Quoted passage
────
The issue isn’t whether we want American students to grow up to be literate, productive, responsible citizens. The question is, would lengthening the school day and year help achieve that objective? Even if it might edge us in that direction, what economic and social costs would be attached?

The Associated Press recently covered students’ responses to the president’s school-time proposals. One 5th grader declared her intention to “walk straight out the door” if they were implemented. Her comment and the AP’s willingness to spotlight it say more about America’s scholastic problems than any classroom clock could. A 10-year-old who thinks she can walk out of school when she decides she’s had enough probably also thinks she can decide what she should learn there.

BRIC ARCHIVE

I was hardly a classroom shrinking violet, but when I was 10, if my parents and teachers had told me I was staying in school till the moon rose, it never would have occurred to me to threaten a walkout. Experts gush about empowering kids, but we’re really just teaching them to think more highly of themselves than they should. When I made foolish adolescent pronouncements, the wire services never carried them.

Arne Duncan, our federal secretary of education, has joined the chorus deriding summer vacation as a relic of our bygone “agrarian economy.” Inconveniently, his complaint ignores a few facts. First, farms are busy places, even when it isn’t July and August, like during spring planting and autumn harvest. Second, it’s been a hundred years since most Americans lived in the country, let alone on farms. Summer vacation remained a positive aspect of American life even after most of us had moved to suburbs and cities, and while we were becoming a superpower. Third, our current two-month summer recess became an institution not because of farmers, but largely at the insistence of a 20th-century urban middle class that demanded an upper-class summer out of the city.
────
Rows
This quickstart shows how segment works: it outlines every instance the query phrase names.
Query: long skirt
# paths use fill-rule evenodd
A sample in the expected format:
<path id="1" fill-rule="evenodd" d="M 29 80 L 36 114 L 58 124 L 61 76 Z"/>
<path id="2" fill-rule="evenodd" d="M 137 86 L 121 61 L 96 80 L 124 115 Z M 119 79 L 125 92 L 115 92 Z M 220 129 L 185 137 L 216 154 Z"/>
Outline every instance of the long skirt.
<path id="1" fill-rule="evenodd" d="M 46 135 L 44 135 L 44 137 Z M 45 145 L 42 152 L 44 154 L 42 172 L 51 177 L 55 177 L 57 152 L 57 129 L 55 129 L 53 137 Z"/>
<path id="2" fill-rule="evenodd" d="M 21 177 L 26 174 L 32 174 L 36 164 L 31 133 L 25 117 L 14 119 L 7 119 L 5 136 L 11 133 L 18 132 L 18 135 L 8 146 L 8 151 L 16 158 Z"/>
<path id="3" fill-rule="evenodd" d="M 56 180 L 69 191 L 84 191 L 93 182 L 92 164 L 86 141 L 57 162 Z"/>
────
Stated goal A
In the essay on lengthening the school day and year, at whose insistence did the two-month summer recess become an institution?
Stated goal B
Pick up the essay on lengthening the school day and year after its final sentence and continue it.

Exercise output A
It became an institution largely at the insistence of a 20th-century urban middle class that demanded an upper-class summer out of the city.

Exercise output B
The president wants schools to “stay open late and to let kids in on weekends so they have a safe place to go.” I try to keep my students safe every day, but that’s not the purpose of my classroom. It’s been more than 25 years since A Nation at Risk warned that expecting schools to solve problems “the home and other institutions either will not or cannot resolve” exacts a crippling “educational cost.” We need to stop making that mistake.

If America’s homes aren’t safe places for children, that’s a problem school reform can’t fix.

Experts often attribute American students’ disappointing international test results to shorter school days and years. For example, in 2003, Japanese students averaged 926 hours in a school-based education program, while American students spent 799. Japan placed fourth in an international math assessment, while we placed 24th. Finland, on the other hand, spent 861 hours and placed first, while Italy spent more time than we did and placed behind us.

These statistics deserve skepticism, but two things are true. How much time you spend on learning matters. But what you do with that time matters more. That means what teachers do with the time, as well as what students do with it, and afterward, when they’re home.

Proposals for longer days include everything from remedial instruction, which used to be known as after-school extra help, to chess and drama clubs, which used to be known as after-school chess and drama clubs. Proponents also plan to nurture vaguer “nontraditional skills” like “leadership” and “resiliency” in a “seamless learning experience” that includes a “web of community services” as well as opportunities in “relevant real-world settings,” formerly known as after-school jobs.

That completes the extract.